> EXERCISE
Print exactly the lines from the line with "Where can the bench" to the last line of the data, please, both included.

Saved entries

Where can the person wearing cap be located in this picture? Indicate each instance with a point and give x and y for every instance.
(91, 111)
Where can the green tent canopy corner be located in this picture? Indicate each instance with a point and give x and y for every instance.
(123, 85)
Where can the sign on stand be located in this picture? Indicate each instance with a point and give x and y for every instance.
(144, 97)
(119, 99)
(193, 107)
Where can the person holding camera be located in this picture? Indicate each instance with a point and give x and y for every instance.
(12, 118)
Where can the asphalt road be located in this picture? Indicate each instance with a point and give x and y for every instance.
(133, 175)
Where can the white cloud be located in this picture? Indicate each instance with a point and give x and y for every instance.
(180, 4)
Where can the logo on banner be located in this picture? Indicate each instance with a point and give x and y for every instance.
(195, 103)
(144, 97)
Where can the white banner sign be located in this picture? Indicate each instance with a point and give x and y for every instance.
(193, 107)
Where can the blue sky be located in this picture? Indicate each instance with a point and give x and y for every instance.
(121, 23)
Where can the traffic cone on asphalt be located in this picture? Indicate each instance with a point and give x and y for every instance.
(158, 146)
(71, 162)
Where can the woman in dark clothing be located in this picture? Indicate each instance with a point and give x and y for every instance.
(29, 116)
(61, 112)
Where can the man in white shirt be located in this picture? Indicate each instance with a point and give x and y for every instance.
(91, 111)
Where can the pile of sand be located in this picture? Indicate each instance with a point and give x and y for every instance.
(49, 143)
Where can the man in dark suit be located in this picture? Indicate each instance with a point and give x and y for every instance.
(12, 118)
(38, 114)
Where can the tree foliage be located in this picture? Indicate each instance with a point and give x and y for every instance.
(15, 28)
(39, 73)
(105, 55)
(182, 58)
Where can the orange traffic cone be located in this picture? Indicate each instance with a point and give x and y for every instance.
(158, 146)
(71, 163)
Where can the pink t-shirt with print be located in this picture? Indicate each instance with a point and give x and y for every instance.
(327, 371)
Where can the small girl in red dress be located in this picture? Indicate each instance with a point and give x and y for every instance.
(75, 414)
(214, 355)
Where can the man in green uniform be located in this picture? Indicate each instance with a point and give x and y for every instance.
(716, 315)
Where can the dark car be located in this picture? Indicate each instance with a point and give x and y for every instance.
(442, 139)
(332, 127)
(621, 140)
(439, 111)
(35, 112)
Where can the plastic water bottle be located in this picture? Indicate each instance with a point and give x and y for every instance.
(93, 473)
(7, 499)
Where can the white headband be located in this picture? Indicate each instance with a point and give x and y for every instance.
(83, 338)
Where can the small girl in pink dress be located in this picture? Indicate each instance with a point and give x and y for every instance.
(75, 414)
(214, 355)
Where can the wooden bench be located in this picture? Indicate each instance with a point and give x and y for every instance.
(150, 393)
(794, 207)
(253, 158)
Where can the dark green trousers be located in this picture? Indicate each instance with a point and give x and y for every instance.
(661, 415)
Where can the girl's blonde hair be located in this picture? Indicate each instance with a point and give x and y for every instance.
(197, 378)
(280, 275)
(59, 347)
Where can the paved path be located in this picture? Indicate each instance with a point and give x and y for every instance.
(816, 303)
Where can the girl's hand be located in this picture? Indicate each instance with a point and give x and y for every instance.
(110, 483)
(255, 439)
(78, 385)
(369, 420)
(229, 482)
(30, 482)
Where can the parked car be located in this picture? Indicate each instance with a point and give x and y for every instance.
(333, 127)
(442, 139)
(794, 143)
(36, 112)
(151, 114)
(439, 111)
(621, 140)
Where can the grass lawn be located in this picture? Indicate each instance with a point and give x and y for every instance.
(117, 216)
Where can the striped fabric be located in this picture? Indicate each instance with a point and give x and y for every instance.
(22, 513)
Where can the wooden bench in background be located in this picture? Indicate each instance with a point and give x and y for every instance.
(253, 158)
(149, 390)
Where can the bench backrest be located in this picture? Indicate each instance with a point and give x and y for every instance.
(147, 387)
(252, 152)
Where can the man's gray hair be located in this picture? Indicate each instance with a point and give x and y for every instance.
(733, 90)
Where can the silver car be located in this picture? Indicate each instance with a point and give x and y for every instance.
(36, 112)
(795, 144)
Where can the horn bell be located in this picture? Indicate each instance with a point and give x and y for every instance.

> EXERCISE ANSWER
Where can the bench backrest be located in this picture? Indicate each instance with a point and give x and y for every instance.
(147, 387)
(252, 152)
Where can the man's gray hair be located in this picture? Indicate each instance with a point and give x and y for every instance.
(733, 90)
Where can the silver car be located in this picture? Indicate each instance with a point and give x and y for every instance.
(36, 112)
(795, 144)
Where can the horn bell be located in this picture? Indicate each instance with a point and give x and y for every instance.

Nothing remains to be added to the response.